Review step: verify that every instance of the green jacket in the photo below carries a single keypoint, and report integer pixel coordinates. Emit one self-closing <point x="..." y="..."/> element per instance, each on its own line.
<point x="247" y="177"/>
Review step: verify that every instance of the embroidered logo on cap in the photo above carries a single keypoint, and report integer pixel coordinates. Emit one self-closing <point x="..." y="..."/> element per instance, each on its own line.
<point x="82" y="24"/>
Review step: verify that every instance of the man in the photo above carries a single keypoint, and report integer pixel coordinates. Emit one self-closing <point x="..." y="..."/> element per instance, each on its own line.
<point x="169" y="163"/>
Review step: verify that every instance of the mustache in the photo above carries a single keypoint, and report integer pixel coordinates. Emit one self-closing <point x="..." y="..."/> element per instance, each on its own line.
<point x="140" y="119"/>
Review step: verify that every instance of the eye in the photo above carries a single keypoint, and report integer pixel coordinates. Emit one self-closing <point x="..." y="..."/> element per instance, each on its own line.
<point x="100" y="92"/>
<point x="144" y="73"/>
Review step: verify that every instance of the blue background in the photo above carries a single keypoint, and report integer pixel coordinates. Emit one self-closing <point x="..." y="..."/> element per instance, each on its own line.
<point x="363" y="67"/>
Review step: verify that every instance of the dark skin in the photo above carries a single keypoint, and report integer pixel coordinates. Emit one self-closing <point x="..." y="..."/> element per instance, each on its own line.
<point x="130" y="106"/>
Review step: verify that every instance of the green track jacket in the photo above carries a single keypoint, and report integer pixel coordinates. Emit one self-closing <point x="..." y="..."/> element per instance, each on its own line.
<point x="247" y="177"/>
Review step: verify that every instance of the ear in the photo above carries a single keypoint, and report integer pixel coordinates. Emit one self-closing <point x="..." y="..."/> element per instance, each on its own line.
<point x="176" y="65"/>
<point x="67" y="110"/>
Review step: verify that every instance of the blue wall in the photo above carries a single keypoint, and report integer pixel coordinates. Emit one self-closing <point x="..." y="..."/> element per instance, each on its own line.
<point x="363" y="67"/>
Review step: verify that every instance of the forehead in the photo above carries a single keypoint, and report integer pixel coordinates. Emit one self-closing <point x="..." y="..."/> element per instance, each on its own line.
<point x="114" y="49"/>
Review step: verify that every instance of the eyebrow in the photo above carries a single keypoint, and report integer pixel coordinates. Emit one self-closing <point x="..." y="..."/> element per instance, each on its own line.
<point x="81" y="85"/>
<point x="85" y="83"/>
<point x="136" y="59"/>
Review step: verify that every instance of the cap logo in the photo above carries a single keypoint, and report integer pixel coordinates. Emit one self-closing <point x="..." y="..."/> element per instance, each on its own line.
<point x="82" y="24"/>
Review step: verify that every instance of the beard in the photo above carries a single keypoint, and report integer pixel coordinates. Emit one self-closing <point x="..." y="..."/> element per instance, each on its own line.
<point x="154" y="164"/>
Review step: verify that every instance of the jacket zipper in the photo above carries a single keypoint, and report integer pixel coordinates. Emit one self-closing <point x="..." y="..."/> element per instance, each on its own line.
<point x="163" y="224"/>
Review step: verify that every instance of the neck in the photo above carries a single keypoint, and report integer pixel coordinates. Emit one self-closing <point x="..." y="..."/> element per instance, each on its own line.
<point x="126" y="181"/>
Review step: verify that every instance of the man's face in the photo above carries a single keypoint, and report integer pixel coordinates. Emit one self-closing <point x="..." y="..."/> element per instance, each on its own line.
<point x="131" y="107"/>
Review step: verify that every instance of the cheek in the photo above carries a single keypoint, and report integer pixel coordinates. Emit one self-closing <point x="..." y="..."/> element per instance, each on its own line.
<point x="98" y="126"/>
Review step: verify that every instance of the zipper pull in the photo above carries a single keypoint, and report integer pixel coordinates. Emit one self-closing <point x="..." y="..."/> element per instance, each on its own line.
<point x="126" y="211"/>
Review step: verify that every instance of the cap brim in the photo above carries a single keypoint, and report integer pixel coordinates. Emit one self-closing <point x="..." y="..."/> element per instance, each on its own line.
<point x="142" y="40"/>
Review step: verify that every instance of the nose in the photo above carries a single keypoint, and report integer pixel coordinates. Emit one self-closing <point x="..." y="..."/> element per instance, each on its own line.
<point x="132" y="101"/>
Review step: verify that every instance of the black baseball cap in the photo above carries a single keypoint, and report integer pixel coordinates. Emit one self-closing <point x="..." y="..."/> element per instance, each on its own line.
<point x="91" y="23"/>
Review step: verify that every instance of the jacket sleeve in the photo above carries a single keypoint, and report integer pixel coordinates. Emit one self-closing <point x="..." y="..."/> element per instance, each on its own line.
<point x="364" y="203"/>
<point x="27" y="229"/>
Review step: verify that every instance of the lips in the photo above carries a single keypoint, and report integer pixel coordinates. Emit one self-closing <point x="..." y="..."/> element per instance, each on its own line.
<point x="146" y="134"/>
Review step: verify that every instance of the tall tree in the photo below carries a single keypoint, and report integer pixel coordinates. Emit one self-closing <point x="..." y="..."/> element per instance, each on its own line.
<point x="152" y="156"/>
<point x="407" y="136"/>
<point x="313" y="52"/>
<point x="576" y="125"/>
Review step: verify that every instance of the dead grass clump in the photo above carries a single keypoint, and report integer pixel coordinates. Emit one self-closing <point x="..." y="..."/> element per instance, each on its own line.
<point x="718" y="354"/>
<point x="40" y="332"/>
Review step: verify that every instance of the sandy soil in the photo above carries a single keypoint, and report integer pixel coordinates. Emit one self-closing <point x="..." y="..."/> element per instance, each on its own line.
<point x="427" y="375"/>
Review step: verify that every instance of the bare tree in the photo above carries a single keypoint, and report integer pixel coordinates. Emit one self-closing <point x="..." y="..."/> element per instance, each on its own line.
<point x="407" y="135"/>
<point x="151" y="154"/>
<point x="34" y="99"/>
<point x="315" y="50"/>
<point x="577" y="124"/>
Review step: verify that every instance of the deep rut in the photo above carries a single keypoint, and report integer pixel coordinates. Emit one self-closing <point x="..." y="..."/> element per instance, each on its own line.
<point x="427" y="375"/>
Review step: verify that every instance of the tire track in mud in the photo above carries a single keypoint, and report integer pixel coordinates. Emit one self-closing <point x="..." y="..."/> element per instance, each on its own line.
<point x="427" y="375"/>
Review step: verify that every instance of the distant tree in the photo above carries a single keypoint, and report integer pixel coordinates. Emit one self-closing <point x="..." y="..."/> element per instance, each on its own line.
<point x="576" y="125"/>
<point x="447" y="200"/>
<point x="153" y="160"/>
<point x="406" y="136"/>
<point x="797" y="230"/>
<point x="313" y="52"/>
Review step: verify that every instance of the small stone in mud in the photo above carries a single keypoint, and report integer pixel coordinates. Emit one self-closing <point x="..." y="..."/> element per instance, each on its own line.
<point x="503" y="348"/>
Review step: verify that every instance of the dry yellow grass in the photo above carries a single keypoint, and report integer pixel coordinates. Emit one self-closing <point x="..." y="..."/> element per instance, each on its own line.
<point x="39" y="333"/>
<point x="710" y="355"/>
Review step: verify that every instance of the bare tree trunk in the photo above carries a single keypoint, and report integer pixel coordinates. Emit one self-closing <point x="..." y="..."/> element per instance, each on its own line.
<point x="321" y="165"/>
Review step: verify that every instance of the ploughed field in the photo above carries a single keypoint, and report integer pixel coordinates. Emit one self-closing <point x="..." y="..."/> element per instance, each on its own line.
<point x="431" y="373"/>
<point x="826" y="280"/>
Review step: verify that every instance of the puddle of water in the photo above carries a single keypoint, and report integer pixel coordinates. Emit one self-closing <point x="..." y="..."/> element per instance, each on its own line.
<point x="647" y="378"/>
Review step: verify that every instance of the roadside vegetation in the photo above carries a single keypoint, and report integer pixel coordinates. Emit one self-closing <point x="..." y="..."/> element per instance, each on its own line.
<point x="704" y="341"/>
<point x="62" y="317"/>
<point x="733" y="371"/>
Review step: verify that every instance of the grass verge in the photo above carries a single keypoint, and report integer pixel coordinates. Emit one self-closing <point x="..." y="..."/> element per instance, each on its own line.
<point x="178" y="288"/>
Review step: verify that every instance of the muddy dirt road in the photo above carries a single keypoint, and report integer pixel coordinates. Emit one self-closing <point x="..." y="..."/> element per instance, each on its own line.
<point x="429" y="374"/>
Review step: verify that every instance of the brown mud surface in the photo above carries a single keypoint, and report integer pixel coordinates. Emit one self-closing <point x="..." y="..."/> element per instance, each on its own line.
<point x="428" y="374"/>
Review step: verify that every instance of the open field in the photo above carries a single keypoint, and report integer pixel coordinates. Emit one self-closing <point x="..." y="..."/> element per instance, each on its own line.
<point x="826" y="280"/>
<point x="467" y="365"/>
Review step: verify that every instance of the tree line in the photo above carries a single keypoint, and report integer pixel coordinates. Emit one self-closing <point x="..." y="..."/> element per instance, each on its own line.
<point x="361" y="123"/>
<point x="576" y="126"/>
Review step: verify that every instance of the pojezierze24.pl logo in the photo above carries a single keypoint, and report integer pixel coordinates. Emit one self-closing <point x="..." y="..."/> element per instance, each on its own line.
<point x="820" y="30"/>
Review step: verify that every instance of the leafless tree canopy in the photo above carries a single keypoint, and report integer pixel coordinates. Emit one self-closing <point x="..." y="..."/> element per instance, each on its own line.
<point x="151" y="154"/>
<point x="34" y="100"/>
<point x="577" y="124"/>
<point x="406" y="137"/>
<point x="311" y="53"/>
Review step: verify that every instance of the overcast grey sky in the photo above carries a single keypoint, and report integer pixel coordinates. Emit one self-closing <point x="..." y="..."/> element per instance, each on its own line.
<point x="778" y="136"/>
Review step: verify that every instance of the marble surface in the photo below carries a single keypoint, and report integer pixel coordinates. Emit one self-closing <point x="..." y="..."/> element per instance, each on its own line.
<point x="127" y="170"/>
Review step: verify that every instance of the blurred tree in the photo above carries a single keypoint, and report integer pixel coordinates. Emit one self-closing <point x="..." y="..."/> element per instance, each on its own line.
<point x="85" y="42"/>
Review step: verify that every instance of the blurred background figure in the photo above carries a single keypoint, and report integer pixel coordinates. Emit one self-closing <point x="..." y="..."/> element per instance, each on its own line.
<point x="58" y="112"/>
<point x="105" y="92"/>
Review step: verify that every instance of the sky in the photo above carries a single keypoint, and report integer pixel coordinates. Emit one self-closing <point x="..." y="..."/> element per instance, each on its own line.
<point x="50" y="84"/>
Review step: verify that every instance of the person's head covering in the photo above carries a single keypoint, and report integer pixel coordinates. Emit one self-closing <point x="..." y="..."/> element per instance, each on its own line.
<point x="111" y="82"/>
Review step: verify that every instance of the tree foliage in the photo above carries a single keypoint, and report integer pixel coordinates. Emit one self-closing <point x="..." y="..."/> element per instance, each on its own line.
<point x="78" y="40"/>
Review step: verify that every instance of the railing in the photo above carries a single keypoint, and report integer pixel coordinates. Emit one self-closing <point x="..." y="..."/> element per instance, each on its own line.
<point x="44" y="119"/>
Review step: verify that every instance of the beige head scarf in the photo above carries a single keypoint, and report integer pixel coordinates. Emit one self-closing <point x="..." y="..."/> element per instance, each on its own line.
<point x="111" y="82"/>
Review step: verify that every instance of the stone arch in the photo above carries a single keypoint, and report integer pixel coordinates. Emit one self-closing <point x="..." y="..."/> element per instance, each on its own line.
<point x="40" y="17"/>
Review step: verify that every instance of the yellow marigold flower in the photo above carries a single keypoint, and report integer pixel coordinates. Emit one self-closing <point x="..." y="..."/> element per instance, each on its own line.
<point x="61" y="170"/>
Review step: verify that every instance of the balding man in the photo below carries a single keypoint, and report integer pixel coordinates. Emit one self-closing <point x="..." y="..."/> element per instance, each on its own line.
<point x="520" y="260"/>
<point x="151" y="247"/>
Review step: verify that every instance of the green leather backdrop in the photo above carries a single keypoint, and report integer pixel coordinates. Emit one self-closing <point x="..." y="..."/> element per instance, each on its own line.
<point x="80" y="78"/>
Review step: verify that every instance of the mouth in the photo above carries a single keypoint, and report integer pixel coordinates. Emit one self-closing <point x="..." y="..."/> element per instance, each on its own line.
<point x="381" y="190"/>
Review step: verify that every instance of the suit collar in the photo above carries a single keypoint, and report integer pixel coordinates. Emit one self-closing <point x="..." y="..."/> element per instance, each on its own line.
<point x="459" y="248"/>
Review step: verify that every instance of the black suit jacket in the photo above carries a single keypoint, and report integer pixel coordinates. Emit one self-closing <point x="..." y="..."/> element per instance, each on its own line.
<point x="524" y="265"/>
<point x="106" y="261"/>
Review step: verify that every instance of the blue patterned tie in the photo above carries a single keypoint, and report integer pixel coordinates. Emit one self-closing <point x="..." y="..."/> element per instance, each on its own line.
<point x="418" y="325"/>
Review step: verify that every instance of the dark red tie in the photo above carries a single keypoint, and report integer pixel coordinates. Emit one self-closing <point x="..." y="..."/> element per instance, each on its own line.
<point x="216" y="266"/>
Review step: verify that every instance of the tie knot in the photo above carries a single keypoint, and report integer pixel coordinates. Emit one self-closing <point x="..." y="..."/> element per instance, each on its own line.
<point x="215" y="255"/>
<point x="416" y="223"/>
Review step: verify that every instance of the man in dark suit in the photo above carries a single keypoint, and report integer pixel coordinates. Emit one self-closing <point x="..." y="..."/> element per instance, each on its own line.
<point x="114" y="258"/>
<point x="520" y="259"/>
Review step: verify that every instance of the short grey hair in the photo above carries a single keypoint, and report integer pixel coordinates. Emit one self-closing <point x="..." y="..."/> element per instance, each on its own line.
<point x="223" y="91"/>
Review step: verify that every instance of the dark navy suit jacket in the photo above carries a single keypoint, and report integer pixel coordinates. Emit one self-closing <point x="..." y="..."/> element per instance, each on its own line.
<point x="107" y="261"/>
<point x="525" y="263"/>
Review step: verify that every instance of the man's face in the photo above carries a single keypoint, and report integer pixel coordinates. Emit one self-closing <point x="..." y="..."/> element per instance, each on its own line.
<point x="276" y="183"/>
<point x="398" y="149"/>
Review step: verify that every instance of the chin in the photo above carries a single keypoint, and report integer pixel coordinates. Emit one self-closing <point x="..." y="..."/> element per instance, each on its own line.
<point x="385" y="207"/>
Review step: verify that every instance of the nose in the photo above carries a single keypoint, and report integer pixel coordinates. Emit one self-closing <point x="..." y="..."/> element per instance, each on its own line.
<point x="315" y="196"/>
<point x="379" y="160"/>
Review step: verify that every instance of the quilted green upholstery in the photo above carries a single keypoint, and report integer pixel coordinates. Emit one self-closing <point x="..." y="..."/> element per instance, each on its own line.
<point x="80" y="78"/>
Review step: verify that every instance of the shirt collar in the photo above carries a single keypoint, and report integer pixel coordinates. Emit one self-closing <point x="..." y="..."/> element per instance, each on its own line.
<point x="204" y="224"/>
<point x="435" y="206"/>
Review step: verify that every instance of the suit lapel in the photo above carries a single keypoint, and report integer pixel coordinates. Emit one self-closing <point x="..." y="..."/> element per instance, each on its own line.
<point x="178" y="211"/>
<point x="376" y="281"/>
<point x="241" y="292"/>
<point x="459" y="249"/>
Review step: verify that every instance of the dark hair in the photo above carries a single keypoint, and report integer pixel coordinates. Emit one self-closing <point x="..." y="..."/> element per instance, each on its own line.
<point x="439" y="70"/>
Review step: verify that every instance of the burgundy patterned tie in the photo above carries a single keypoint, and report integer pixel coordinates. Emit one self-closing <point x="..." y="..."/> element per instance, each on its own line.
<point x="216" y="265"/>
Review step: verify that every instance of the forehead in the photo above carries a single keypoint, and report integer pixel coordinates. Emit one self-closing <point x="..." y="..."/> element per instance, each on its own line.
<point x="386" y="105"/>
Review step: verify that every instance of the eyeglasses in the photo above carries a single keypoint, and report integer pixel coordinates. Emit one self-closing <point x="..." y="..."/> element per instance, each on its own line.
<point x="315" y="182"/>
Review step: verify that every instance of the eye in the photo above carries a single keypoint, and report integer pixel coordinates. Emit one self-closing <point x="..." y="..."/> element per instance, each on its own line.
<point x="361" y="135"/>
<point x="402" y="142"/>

**Exercise instructions:** Exactly reproduce the lines that run from the line with "Review step: verify that every instance of the dark hair" through the last line of the records, inclusive.

**Written answer:**
Review step: verify that every instance of the dark hair in the photo above carries a single keypoint, and report integer pixel coordinates. Emit one self-closing <point x="..." y="..."/> element per instance, each on its own line.
<point x="439" y="70"/>
Review step: verify that every instance of the burgundy patterned tie in the photo above carries a single keypoint, and report integer pixel coordinates. Emit one self-closing <point x="..." y="..."/> element per instance, each on its own line.
<point x="216" y="265"/>
Review step: verify that every instance of the forehead in the photo above carries a single keypoint, and report integer pixel coordinates. Emit one self-closing <point x="..." y="..."/> element per instance, each on its own line.
<point x="386" y="105"/>
Review step: verify that every instance of the eyeglasses in the photo above carries a single keypoint, and report integer pixel coordinates. Emit one self-closing <point x="..." y="..."/> element per instance, each on its own line.
<point x="315" y="182"/>
Review step: verify that every instance of the eye in the photo above carries a single keypoint, and report integer pixel coordinates. Emit one self-closing <point x="..." y="..."/> element per instance, each on its own line.
<point x="361" y="135"/>
<point x="402" y="142"/>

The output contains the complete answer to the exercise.